TASK OBJECTIVE: Please locate each line in the material below that contains the word "blue" and copy every such line.

Records from a pointing dataset:
________________________
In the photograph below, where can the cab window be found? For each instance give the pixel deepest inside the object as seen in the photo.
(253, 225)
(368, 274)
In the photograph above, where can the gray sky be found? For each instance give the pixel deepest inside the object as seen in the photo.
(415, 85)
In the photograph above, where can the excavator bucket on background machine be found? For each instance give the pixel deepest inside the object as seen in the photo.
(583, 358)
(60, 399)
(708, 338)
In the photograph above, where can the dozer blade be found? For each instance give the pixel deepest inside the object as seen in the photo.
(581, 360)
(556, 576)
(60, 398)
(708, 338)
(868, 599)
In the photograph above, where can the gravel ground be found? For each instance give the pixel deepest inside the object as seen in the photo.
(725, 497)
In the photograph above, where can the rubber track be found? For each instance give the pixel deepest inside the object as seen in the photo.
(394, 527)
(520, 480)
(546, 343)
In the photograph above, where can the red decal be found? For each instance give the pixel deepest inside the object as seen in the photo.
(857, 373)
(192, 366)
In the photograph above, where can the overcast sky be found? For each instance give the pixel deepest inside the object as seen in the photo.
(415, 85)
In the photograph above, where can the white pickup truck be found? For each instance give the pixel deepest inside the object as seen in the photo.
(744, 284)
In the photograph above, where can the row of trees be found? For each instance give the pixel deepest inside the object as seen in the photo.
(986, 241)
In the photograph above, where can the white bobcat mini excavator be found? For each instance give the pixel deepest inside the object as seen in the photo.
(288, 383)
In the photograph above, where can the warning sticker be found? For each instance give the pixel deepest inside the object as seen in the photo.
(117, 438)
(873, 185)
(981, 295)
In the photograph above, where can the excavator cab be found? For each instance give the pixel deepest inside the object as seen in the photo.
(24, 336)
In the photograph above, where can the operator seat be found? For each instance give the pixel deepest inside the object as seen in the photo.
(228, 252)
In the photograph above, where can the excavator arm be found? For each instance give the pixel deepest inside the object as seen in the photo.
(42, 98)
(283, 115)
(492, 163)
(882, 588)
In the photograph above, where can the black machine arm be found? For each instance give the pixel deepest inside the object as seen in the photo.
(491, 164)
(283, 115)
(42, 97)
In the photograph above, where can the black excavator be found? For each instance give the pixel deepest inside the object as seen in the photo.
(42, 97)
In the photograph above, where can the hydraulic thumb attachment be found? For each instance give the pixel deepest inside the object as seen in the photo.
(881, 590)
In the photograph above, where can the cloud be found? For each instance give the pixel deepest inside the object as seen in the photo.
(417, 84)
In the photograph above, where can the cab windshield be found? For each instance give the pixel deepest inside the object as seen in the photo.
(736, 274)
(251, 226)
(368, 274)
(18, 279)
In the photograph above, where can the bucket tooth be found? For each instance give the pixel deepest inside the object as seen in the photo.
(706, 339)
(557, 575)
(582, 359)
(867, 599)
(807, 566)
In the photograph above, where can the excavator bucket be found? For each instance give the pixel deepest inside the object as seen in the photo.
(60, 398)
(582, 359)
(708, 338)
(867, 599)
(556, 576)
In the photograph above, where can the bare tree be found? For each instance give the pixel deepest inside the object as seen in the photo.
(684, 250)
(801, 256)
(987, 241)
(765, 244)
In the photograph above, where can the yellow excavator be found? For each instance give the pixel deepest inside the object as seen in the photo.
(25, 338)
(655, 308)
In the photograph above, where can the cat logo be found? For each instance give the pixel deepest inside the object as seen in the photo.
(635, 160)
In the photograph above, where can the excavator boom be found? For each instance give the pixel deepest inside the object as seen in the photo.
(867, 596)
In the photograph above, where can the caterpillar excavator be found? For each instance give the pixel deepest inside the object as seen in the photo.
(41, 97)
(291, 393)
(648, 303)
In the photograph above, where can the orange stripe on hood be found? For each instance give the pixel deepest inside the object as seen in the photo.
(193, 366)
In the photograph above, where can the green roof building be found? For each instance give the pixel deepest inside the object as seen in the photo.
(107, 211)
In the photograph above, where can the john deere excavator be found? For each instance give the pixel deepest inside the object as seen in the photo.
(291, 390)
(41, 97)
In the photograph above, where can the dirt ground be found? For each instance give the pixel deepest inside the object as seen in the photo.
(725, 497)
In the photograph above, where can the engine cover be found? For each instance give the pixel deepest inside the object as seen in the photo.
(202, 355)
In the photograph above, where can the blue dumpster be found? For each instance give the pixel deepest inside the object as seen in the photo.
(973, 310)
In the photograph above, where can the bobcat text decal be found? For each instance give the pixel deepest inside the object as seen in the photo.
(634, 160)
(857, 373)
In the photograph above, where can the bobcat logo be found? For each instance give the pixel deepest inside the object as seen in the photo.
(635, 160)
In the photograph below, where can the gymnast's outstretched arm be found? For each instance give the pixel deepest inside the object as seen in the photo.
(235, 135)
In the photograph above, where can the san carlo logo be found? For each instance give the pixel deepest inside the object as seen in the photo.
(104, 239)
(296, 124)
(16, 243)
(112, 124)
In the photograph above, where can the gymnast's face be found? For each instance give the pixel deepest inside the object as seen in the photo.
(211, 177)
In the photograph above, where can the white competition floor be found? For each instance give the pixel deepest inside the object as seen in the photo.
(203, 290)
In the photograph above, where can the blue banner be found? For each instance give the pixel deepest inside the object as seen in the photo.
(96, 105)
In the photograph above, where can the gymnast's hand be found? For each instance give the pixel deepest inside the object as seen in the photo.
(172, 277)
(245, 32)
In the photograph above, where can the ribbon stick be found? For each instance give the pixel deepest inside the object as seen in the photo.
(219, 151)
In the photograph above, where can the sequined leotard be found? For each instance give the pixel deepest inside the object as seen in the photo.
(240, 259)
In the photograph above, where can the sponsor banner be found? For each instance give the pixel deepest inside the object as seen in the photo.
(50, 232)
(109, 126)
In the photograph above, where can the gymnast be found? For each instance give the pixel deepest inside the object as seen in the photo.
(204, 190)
________________________
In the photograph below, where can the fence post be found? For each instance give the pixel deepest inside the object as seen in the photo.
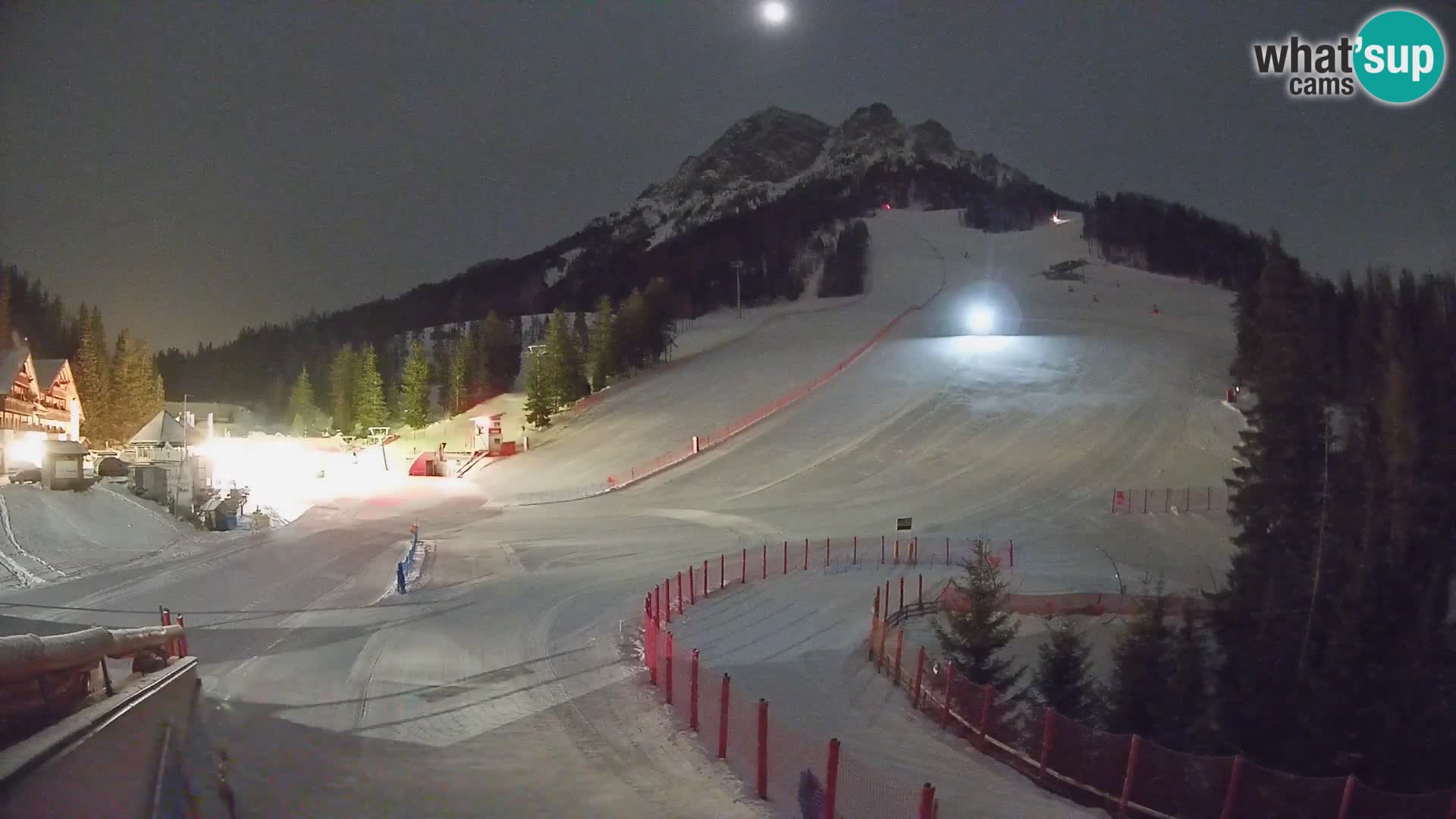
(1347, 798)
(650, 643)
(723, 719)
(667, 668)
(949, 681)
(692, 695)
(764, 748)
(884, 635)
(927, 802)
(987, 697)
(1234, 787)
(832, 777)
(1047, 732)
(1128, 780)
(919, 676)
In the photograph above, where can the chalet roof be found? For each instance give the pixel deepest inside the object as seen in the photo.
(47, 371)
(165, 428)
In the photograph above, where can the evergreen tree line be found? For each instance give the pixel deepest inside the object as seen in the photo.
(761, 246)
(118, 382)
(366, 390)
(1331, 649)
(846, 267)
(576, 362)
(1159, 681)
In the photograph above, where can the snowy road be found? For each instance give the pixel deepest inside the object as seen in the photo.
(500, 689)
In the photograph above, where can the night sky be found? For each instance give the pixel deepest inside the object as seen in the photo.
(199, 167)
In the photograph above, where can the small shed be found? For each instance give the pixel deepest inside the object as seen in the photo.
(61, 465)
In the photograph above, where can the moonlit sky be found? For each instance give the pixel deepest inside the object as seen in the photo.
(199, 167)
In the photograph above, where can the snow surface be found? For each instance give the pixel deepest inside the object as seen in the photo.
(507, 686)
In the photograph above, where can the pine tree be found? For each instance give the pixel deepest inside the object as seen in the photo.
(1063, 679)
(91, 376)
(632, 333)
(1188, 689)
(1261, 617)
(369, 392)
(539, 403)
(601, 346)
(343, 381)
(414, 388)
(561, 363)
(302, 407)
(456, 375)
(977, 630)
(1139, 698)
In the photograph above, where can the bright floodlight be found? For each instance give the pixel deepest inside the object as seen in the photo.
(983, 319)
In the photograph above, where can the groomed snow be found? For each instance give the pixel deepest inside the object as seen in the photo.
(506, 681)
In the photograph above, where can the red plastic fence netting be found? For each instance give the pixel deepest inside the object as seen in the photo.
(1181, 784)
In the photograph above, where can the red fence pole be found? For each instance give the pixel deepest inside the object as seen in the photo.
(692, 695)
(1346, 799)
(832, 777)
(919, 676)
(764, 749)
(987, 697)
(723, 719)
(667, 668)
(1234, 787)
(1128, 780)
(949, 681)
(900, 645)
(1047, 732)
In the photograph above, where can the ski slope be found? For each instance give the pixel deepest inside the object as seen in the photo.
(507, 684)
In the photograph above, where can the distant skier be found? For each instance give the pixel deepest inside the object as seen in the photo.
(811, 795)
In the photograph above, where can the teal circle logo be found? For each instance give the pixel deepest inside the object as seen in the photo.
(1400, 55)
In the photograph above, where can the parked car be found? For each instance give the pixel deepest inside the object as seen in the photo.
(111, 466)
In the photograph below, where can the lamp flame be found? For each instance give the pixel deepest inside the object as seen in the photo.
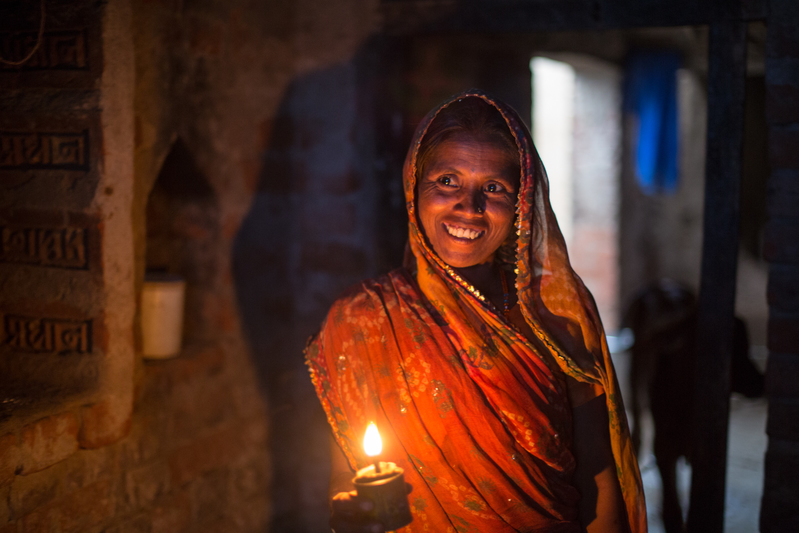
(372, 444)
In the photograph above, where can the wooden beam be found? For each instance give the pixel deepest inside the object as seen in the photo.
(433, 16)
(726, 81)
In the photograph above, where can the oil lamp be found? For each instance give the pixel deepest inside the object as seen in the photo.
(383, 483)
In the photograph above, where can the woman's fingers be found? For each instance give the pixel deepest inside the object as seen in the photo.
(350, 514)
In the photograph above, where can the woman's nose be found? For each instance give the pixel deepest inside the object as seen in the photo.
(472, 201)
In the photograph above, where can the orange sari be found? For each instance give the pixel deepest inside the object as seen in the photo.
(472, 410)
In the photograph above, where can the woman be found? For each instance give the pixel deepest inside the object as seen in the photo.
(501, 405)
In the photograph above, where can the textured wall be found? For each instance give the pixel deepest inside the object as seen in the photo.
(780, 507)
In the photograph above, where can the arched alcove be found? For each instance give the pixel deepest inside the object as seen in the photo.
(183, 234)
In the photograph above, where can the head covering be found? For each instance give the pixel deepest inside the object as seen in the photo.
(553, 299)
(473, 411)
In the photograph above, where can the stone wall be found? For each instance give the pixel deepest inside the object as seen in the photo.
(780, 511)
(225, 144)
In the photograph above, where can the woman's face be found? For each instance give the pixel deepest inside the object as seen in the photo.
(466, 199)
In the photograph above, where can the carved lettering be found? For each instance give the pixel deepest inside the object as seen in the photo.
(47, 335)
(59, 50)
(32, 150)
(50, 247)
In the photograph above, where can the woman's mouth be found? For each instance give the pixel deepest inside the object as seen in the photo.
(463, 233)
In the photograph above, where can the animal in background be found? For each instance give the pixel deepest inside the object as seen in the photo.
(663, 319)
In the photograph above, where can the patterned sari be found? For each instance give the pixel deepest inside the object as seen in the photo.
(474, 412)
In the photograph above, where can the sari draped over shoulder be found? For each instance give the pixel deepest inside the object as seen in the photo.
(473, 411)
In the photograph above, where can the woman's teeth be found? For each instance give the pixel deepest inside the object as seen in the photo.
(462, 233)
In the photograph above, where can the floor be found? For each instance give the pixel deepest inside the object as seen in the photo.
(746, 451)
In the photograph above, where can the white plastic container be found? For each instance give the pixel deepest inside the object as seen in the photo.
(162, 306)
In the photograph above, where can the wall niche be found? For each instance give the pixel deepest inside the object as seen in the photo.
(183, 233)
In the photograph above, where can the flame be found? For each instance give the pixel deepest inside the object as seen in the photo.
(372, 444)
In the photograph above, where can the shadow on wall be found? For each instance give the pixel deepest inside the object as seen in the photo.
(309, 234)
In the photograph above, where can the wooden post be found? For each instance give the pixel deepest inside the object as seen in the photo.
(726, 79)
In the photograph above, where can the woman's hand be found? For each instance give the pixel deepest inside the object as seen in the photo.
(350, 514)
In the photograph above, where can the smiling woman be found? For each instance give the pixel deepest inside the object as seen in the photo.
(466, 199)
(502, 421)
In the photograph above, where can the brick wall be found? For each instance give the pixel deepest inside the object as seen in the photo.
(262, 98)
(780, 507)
________________________
ANSWER TO THIS TASK:
In the photograph above, where can the blue dumpster be found? For each instance give the pixel deepest inside the object as seen in the photo.
In the photograph above, where can the blue banner be found? For each instance give the pixel deepest inside the object as seen in the photo.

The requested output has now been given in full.